Your objective: In your answer, print every record exactly as it is written.

Records from a dataset:
※
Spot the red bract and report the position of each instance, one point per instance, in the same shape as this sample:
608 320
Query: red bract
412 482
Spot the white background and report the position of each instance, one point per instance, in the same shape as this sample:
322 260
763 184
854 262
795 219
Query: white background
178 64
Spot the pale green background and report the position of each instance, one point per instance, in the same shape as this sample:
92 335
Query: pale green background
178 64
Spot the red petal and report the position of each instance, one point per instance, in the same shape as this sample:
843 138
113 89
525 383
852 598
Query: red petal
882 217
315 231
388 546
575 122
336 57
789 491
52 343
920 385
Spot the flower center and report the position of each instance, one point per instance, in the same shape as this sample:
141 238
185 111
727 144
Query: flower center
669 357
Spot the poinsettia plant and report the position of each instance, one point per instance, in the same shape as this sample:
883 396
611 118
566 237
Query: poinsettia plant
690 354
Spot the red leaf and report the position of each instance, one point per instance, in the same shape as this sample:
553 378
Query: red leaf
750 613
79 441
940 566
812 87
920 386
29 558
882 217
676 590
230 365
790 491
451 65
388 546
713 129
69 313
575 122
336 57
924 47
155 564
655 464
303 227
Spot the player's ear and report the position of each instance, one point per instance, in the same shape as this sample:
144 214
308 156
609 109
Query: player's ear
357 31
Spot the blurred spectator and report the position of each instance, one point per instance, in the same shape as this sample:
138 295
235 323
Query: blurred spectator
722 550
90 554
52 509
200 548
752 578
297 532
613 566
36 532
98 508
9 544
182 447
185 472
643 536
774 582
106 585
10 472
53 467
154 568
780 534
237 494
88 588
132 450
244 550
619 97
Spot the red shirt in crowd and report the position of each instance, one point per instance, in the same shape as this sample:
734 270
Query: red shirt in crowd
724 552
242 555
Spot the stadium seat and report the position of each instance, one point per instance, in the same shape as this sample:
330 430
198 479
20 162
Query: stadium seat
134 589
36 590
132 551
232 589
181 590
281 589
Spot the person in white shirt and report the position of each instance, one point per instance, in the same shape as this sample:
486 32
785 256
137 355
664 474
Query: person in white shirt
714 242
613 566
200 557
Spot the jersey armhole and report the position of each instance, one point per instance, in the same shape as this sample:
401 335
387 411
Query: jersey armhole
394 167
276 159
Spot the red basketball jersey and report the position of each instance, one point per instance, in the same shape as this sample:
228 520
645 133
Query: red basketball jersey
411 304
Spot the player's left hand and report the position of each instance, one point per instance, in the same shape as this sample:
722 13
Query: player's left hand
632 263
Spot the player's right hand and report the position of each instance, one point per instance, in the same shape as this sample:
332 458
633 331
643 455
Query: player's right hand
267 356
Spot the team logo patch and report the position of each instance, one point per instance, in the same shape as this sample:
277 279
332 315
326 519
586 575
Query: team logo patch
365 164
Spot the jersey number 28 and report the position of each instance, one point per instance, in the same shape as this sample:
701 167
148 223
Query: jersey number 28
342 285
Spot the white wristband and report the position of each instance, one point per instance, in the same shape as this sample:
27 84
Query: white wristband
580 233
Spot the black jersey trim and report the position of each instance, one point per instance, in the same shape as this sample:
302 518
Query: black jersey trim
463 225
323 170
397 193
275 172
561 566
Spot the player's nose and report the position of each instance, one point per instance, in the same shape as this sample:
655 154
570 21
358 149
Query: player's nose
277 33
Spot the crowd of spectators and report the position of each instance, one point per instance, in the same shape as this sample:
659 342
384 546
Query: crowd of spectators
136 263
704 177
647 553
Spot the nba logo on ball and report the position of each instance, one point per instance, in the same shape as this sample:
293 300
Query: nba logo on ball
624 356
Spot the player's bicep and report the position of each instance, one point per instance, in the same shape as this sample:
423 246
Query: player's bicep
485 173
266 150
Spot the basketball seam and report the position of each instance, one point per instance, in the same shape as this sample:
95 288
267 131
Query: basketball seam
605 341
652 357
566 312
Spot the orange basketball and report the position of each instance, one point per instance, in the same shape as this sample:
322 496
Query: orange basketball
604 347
※
Exercise solution:
Spot the red bract and report the position of each instance, one point per instance, in the same shape as this sample:
608 320
Query: red bract
412 482
Spot the white background and report the position of each instance, one point per instance, in the same shape as this sample:
322 260
763 184
854 262
795 219
Query: white background
178 64
Spot the pale green background and report the position of each instance, one point per instance, in the same shape as this sample:
92 335
Query: pale green background
178 64
Spot the red petal and report the position of each instance, one point per instance, in the same shape as this sample:
843 138
113 89
525 383
852 598
Query: red petal
882 217
315 231
388 546
575 122
336 57
789 491
52 343
920 385
Spot the flower center and report the position of each instance, one point per instance, in the same shape as this sample:
141 238
185 111
727 144
Query: flower center
669 357
Spot the poinsettia plant and report the position of each instance, one point per instance, in the same shape as this sample:
883 396
611 118
566 237
Query: poinsettia plant
690 354
Spot the red leaf and report the position of each instance, one point per instance, in the same shape as this sample:
553 378
Query: red leaf
750 613
79 441
940 566
812 87
920 386
29 558
882 217
676 590
230 365
790 491
451 65
388 546
713 129
69 313
575 122
336 57
924 47
155 564
655 464
303 227
Spot the player's ear and report the position of each instance, one point per instance, in the same shape as this sample:
144 214
308 156
609 109
Query: player's ear
357 31
Spot the blurred spectator and report the position of each instance, one point per instance, in the same shape as this sample:
138 295
235 323
Query: blurred spectator
722 550
90 554
52 509
200 548
752 578
297 532
613 566
36 532
98 508
9 544
182 447
185 472
643 536
774 582
106 585
10 472
53 467
154 568
780 534
237 494
88 588
132 450
244 550
619 97
Spot the red shirt in crowd and report the position of each instance, one point per instance, in the same shape as this sample:
734 270
Query: red shirt in crowd
724 552
242 555
Spot the stadium seat and report the position of each instance, one point per instance, in the same shape as this sample:
330 430
198 479
20 162
Query: stadium seat
134 589
36 590
132 551
232 589
181 590
281 589
Spot the person in white shirt and report the position of each instance, one point per instance, in the same shape as this sample:
486 32
785 256
137 355
664 474
Query: person in white shirt
714 242
613 566
200 557
Spot the jersey armhole and report the position of each instance, one point per instance, in the same shape as this sample:
401 335
387 411
Query: jersey armhole
394 167
276 159
Spot the red basketball jersey and report the position of each instance, one point per instance, in the same shape as this sample:
228 520
645 133
Query: red basketball jersey
411 304
Spot the player's left hand and report the position of each instance, one point per instance, in the same shape as this sample:
722 13
Query: player's left hand
632 263
Spot the player's right hand and report the position of each instance, one point per instance, in the same shape as this sample:
332 458
633 331
643 455
Query: player's right hand
267 356
Spot the team logo patch and report the position of each instance, one point per instance, in the same shape as this sample:
277 279
332 315
326 519
586 575
Query: team logo patch
365 164
Spot the jersey number 28 and report the position of each instance, one point per instance, in the same shape as this sample:
701 167
148 223
Query: jersey number 28
342 285
Spot the white wristband and report the position of each instance, one point per instance, in the same shape as this sample:
27 84
Query: white wristband
580 233
Spot the black jersey trim and report the position of each instance, one point per instance, in the same shape as this sample:
302 518
Query: black jersey trim
463 225
323 170
397 193
275 172
561 566
Spot the player's nose and report the position of each instance, one point per instance, in the same shape as this sample:
655 154
570 21
358 149
Query: player's nose
277 33
Spot the crowd of spectators and report the position of each instance, one point per instance, in the same shape as this sample:
659 342
384 546
Query: crowd of spectators
136 263
704 177
647 553
Spot the nba logo on ball and report the position of each instance, one point per instance, in the same shape as this sample:
293 300
Query: nba logo on ball
624 356
Spot the player's bicep and report the position of each instance, one point per instance, in the same shape as this sample:
423 246
Query: player's bicep
485 173
266 150
Spot the basketball seam and report the position of each instance, one point per instance, in the same shape as this sample:
95 288
267 131
Query: basketball seam
605 341
652 357
566 312
Spot the orange basketball and report the position of each instance, one point per instance, in the same shape as this sample:
322 496
Query: orange basketball
604 347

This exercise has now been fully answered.